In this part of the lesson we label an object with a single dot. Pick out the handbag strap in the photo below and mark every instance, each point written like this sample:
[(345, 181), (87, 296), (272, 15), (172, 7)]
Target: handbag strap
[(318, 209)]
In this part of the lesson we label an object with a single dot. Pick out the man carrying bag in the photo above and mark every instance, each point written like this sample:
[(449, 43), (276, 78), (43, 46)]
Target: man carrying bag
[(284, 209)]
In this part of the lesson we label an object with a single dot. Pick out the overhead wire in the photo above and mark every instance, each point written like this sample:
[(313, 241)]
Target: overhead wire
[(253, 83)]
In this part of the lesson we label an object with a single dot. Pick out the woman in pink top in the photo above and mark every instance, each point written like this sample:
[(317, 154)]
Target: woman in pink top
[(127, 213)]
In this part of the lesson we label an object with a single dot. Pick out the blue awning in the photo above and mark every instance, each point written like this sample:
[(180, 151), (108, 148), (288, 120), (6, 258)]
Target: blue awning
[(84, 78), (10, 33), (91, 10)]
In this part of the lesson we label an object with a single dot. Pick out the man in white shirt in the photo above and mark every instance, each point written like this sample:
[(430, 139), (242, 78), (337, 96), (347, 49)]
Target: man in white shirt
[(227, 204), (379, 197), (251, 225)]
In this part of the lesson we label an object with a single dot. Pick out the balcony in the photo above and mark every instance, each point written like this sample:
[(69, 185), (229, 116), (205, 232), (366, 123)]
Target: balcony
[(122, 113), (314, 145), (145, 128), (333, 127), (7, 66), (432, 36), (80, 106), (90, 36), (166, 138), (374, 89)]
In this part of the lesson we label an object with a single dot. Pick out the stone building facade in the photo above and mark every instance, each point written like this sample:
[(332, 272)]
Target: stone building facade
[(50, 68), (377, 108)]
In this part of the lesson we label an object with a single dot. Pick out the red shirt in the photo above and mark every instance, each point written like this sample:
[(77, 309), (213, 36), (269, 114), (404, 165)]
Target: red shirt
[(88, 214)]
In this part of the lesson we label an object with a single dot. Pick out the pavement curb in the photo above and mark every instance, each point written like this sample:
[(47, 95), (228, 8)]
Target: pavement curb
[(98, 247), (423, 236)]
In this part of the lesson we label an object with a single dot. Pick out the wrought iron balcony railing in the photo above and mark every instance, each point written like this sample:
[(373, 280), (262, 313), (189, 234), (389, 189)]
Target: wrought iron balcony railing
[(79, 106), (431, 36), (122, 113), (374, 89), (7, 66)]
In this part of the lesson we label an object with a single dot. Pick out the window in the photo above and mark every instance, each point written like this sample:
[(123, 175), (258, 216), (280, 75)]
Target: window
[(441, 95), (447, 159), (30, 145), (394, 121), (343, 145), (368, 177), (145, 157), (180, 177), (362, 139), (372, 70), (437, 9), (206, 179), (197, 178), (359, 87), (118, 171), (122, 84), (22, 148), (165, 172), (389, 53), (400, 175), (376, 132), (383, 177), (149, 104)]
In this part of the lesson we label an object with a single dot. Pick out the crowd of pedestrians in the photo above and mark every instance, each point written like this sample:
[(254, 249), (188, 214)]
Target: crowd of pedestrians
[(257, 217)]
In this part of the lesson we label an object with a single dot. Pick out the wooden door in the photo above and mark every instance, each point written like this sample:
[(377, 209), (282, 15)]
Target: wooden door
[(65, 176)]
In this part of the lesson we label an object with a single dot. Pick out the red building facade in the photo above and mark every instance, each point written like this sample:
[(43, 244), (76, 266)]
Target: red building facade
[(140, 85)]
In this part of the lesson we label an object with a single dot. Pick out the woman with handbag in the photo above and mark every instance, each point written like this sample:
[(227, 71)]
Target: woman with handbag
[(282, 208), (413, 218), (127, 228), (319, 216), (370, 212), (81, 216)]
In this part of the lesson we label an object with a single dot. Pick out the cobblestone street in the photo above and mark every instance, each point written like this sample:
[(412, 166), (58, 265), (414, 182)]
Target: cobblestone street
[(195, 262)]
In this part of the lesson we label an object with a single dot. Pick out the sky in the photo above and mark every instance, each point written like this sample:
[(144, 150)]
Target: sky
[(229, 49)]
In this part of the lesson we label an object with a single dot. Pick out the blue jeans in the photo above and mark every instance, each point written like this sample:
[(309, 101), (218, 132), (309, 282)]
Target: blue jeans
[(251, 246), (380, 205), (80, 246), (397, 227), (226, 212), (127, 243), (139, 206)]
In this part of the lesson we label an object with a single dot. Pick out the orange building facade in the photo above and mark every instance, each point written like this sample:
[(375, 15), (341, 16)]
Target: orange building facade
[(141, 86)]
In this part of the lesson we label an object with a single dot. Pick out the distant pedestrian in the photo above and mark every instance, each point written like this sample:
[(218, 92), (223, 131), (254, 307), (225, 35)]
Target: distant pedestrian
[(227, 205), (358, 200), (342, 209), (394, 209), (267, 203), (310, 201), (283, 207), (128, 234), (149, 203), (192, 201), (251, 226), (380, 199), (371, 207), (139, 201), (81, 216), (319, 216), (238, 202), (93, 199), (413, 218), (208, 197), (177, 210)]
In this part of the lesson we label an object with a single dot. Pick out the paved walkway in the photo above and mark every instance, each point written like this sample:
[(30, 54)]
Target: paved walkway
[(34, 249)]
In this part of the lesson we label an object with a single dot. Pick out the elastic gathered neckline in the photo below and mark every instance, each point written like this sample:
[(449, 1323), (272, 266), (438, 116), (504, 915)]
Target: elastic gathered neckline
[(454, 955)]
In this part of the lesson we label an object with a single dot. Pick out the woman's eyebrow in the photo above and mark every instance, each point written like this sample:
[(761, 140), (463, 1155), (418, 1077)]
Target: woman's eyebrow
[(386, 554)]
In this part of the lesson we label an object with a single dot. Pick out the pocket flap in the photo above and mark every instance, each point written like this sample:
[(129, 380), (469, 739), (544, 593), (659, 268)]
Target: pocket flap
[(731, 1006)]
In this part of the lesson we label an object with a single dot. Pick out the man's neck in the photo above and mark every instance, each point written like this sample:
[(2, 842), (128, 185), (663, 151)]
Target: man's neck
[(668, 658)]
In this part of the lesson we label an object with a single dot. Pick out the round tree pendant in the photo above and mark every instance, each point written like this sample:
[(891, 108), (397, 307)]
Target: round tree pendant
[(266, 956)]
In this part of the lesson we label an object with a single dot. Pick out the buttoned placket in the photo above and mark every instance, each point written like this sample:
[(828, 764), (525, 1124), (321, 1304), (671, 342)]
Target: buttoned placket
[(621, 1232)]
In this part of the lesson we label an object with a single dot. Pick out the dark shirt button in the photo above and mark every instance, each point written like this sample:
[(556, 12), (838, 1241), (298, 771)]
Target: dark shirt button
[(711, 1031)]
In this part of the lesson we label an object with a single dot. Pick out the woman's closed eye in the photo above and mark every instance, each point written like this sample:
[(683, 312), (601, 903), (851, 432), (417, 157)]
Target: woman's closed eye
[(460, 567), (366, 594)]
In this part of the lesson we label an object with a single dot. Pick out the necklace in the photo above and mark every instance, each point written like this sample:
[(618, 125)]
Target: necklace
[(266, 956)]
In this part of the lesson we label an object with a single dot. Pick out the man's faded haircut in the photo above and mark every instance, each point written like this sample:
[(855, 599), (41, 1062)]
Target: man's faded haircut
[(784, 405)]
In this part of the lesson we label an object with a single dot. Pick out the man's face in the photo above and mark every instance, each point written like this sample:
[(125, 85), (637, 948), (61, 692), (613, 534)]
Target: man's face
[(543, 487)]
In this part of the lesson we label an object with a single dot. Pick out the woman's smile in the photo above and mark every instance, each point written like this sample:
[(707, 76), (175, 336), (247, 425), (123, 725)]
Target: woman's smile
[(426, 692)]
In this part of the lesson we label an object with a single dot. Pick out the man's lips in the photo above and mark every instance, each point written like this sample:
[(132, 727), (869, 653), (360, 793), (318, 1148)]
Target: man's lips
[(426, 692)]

• Required action:
Out of the preceding entries, pull each line that contains the word "below".

• Problem solution:
In this part of the lesson we label an object with a single dot. Pick out the handbag strap in the photo below and mark every instance, each point written like this sample:
In this part of the lesson we label an object with a single dot. Pick out the elastic gathered neckline in the photo below and mark every instance, each point written like this sample:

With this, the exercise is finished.